Activity – All lines below are to be transcribed exactly.
** Opening Data for analysis block **
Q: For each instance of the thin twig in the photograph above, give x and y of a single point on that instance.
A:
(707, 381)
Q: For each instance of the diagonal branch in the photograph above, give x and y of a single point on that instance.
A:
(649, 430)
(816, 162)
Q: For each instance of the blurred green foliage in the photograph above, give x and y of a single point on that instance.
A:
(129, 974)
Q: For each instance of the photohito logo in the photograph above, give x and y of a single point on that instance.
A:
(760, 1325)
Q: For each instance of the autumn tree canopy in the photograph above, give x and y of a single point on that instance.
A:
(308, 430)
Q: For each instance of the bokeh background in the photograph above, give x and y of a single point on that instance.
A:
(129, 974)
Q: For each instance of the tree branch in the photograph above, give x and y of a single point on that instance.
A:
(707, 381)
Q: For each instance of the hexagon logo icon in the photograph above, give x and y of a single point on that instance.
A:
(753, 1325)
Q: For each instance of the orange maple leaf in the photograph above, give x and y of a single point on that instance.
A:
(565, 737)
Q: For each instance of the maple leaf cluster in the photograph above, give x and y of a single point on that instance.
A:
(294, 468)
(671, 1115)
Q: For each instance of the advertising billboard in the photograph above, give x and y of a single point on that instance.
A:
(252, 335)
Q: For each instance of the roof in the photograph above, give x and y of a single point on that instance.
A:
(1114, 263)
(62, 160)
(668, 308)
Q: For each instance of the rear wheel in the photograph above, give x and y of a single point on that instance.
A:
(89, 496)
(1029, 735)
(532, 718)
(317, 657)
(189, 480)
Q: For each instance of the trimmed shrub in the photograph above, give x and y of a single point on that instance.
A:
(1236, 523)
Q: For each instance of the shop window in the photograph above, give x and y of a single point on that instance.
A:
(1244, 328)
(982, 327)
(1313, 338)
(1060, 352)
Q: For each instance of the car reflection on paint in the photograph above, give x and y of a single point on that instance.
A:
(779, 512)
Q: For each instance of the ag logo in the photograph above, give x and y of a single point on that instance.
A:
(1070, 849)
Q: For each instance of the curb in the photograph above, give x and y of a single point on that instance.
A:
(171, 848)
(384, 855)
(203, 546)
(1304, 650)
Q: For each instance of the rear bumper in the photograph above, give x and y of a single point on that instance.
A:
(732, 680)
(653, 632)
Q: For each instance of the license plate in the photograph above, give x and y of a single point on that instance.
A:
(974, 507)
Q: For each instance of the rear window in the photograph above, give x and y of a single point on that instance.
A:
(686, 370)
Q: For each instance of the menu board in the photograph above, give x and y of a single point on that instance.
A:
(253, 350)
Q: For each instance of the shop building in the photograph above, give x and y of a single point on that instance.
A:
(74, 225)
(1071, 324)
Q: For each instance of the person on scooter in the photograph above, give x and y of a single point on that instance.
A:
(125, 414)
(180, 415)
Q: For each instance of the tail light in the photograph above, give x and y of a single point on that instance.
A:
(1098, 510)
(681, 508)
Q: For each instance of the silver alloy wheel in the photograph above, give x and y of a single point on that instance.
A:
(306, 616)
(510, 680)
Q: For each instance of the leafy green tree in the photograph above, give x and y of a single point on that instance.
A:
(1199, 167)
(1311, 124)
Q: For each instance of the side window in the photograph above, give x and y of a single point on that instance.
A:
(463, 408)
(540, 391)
** Closing Data for analysis block **
Answer space –
Q: For each instance of the thin twig in the photograph above, give x and y of a single point on that instance.
A:
(707, 381)
Q: For each instance of the diagonal branch in the photograph above, give x and y of a single point on that instance.
A:
(649, 430)
(816, 162)
Q: For each instance of the blurred green foliage in the photograph above, give x and y of a single point on that instance.
A:
(129, 974)
Q: For each instance of the photohito logo in the photograph above, give x and y of a single point on that instance.
A:
(760, 1325)
Q: For each instance of the autumn tree canopy in the photograph above, give x and y of a single point on that instance.
A:
(308, 430)
Q: For each instance of the bokeh background in the photograph above, give x and y of a single point on that instance.
A:
(129, 974)
Q: For each instance of the tree branch in the photograph above, give x and y of a single point on that instance.
A:
(707, 381)
Q: For each instance of the hexagon logo icon in the photograph above, give x and y of a single point on that instance.
A:
(753, 1325)
Q: For each instance of the orange maple leaf in the photograph above, give x and y of a single point on that instance.
A:
(565, 737)
Q: For each instance of the maple leaf cluster in the photograph above, give x and y of a single point on that instance.
A:
(294, 468)
(671, 1115)
Q: For each instance of the advertising billboard in the photograph above, give x and y of a single point on that instance.
A:
(252, 335)
Q: For each instance of the roof in the photograph above, give x and y of a single point on that instance.
A:
(1114, 263)
(62, 160)
(668, 308)
Q: For each instance of the rear wheel in the photograph above, give x and y of a single point on that instance.
A:
(89, 496)
(1029, 735)
(532, 718)
(317, 657)
(189, 480)
Q: For each instance of the trimmed shrub in the photograph above, give x and y of a single point on that instance.
A:
(1236, 523)
Q: For each instance of the shop window in the photograph above, give x and y of a single point on that instance.
A:
(1244, 328)
(982, 327)
(1313, 338)
(1060, 352)
Q: For each instance of the car reflection on paint in the photograph above, give x and y of a single point on that instance.
A:
(779, 512)
Q: For each instance of the ag logo in the photograph above, give x and y of a single point on that instance.
A:
(1070, 849)
Q: For each instance of the curb in the photograph above, give x and y of a single point on that instance.
A:
(171, 848)
(384, 855)
(203, 546)
(1304, 650)
Q: For each instance of the rear bumper in the photograph above, give x and y of a single point on that instance.
A:
(732, 680)
(653, 632)
Q: For each instance of the license plate in the photograph above, give x and y of a single point on that instance.
A:
(974, 507)
Q: For each instance of the rear window in the photograph above, give x and y of a single point on that instance.
A:
(686, 370)
Q: For each instance of the menu board in the photograph above, give x and y of a single point on that instance.
A:
(253, 350)
Q: For each instance of the shop building in the photograph above, give x and y of a single point on that instance.
A:
(74, 225)
(1071, 324)
Q: For each instance of the person on scooter in the photograph above, give x and y of a single point on that instance.
A:
(125, 414)
(180, 415)
Q: For each instance of the tail light in the photograph above, give x and y of a single point on that instance.
A:
(1098, 510)
(681, 508)
Q: For each instance of the silver alloy wheel in the photograph above, give x and y of a single point on that instance.
A:
(306, 616)
(510, 680)
Q: For each instance of the leafy green tree in the photograph above, give x and y of a single point on that instance.
A:
(1199, 167)
(1311, 124)
Q: For each instance of the side window in the photograph above, give x and y of a single point on that instance.
A:
(463, 408)
(540, 391)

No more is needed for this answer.